• SUPPLIED DATA
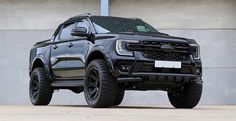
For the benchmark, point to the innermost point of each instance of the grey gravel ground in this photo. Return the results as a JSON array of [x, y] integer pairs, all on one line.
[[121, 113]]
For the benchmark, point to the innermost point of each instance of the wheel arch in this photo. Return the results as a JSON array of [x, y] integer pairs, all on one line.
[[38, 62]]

==

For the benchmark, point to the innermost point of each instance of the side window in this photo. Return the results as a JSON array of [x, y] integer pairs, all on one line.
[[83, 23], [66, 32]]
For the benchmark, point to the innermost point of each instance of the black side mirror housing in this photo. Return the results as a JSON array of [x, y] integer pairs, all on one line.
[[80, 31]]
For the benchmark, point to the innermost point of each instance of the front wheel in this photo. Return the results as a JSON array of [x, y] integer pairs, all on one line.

• EXERCISE BRIEF
Reproduce the rows in the part that opens with the line containing "of the black" and closes with the line containing "of the front", both included, requests and all. Multiply each point coordinate in the answers by 0.45 and round it to a whole number, with halves rounding up.

• CORRECT RESPONSE
For the benchmark, point to the innermost point of each instance of the black side mirror housing in this photo. Return the results as a JSON array of [x, y] integer pairs, all on one line.
[[36, 14]]
For the benchmark, point to the innermost point of each instance of the front wheel in this photo. Return the results as a JSON array of [x, y] integer pairs, all on one line.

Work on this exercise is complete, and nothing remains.